— SOURCE DATA —
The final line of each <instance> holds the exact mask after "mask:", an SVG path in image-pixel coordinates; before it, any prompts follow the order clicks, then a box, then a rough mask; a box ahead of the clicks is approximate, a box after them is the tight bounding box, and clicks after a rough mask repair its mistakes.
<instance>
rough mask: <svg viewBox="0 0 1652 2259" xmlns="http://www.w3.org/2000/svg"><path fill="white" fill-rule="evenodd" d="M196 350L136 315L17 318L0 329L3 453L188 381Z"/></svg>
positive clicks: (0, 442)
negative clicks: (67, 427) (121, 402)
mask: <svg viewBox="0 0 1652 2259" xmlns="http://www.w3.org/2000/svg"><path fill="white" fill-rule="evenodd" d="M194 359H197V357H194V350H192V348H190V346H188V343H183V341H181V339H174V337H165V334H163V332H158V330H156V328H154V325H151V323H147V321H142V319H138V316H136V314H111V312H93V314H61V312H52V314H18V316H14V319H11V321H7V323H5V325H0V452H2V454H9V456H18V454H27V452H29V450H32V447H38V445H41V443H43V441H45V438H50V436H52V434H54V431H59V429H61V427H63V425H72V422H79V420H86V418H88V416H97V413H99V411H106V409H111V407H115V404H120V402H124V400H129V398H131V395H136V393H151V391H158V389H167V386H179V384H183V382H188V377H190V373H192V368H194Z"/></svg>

— HOW TO COMPLETE THIS TASK —
Repeat the material above precisely.

— THE ANSWER —
The final line of each <instance> holds the exact mask after "mask:", an SVG path in image-pixel coordinates; before it, any prompts follow the order clicks, then a box, then a rough mask; a box ahead of the clicks is approximate, a box after them is the tight bounding box, and clicks after a rough mask repair its mistakes.
<instance>
rough mask: <svg viewBox="0 0 1652 2259" xmlns="http://www.w3.org/2000/svg"><path fill="white" fill-rule="evenodd" d="M196 350L136 315L17 318L0 329L3 453L188 381Z"/></svg>
positive clicks: (0, 442)
negative clicks: (67, 427) (121, 402)
mask: <svg viewBox="0 0 1652 2259" xmlns="http://www.w3.org/2000/svg"><path fill="white" fill-rule="evenodd" d="M194 359H197V357H194V350H192V348H190V346H188V343H183V341H181V339H174V337H165V334H163V332H158V330H156V328H154V325H151V323H147V321H142V319H138V316H136V314H111V312H93V314H61V312H52V314H18V316H14V319H11V321H7V323H5V325H0V452H2V454H9V456H18V454H27V452H29V450H32V447H38V445H41V443H43V441H45V438H50V436H52V434H54V431H59V429H61V427H63V425H72V422H79V420H86V418H88V416H97V413H99V411H106V409H111V407H115V404H120V402H124V400H129V398H131V395H136V393H151V391H158V389H167V386H179V384H183V382H188V377H190V373H192V368H194Z"/></svg>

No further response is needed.